→ **What the exercise asks**:
Present the entries below as a Markdown table with two columns, Row and Line. Number each line in order and leave out any blank lines.

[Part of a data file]
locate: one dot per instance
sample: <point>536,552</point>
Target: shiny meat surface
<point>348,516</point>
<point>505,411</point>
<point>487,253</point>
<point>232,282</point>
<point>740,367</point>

→ **Result for this exercise**:
| Row | Line |
|---|---|
| 1 | locate: one dot per instance |
| 2 | sample: <point>536,552</point> |
| 3 | Target: shiny meat surface |
| 4 | <point>348,516</point> |
| 5 | <point>505,411</point> |
| 6 | <point>487,253</point> |
| 7 | <point>232,282</point> |
| 8 | <point>740,367</point> |